Passage provided
*** Begin section ***

Cleveland man 3D printing masks and donating them to local hospital
CLEVELAND, Ohio (WOIO) - The dwindling number of personal protective equipment or PPE continues to put first responders on the front lines at risk.
Even in Ohio, hospitals are in short supply of things like face masks for healthcare workers. A Cleveland man and some of his coworkers came up with a high-tech way to help out.
It began as a hobby for Justin Sobota, 3D printing Star Wars props in his basement.
“Just the fact that you can have it in your household and use it to print things that you need like at first we were just printing cell phone stands, something to hold our cell phones or our tablets up,” Sobota said.
But now what he’s using his 3D printer for could potentially save lives.
“Now we’re doing something where we’re printing COVID-19 masks and possibly visors and maybe down the line the split valve for the respirators, but it’s just amazing the capabilities you can do,” said Sobota.
Sobota said when a coworker came to him with the idea, he and another coworker with a 3D printer immediately jumped on board.
“It actually didn’t take too long to get up and running there was an already existing 3D file out there of the masks from a website and the only thing I had to do was download the file and set it up using a program to then go into the printer and start printing,” explained Sobota.
He tested it out and said it came out great, now he’s partnered with a local hospital in need of PPE masks.
“So, my print bed will actually allow me to print up to four but just to make sure that the quality stays consistent across all masks I’ve been only printing two at a time,” he said. “They take close to five or six hours a piece if I’m doubling up it’s close to 14 or 15.”

*** End section ***

Exercise brief
Summarize the article about a Cleveland man 3D printing masks in two sentences.

Entries supplied
*** Begin section ***

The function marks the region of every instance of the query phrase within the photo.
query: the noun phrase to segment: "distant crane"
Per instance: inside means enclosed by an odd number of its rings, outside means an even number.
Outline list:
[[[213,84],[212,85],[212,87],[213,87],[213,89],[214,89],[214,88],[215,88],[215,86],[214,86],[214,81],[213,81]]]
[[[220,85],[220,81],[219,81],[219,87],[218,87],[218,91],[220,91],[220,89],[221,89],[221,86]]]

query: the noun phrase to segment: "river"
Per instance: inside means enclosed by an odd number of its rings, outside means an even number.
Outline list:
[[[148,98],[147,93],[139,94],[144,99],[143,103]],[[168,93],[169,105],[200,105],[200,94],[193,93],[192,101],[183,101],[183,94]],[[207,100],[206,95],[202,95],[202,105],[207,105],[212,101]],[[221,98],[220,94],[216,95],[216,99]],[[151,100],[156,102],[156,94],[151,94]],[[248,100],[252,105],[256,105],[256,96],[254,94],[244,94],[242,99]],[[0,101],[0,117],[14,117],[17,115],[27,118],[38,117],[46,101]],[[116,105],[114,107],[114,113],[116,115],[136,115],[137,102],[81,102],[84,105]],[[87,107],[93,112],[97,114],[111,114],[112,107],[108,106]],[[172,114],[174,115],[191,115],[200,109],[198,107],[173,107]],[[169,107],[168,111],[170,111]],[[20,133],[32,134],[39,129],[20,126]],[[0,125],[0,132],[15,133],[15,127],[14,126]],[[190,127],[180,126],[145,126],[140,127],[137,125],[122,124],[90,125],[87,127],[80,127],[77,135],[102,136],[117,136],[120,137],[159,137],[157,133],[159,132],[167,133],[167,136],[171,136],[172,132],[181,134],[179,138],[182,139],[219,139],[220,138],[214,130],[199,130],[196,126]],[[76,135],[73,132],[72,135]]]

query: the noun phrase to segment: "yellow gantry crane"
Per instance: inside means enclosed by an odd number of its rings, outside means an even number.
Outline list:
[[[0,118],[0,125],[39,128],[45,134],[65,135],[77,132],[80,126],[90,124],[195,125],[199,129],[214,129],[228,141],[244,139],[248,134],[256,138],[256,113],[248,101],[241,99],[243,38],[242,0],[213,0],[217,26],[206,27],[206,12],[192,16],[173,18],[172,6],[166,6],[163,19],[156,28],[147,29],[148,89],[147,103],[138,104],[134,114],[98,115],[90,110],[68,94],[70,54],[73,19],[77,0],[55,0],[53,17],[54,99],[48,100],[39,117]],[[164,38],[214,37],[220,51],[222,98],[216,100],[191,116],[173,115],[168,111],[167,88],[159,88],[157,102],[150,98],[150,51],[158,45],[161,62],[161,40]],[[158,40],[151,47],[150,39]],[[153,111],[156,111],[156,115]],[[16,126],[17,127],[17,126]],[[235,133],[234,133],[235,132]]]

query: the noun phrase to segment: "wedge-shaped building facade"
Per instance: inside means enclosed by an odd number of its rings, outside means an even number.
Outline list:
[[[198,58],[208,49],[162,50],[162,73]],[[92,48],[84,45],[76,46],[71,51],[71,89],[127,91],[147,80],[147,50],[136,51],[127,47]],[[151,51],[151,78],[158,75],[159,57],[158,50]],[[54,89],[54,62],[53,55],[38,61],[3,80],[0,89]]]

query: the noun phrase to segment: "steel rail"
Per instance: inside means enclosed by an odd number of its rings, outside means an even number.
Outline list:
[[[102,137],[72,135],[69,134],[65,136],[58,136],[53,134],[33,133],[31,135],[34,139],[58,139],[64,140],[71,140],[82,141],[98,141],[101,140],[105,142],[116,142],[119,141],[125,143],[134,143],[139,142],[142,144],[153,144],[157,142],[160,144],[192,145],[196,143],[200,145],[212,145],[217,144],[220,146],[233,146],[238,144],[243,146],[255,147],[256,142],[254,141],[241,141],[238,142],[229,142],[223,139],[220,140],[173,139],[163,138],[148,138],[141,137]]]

*** End section ***

Exercise solution
With hospitals in Ohio short on personal protective equipment such as face masks, Justin Sobota of Cleveland began using the 3D printer he had used for hobby projects like Star Wars props to print COVID-19 masks after a coworker suggested the idea. He downloaded an existing mask file, tested the result, and has partnered with a local hospital, printing two masks at a time to keep the quality consistent, which takes close to 14 or 15 hours.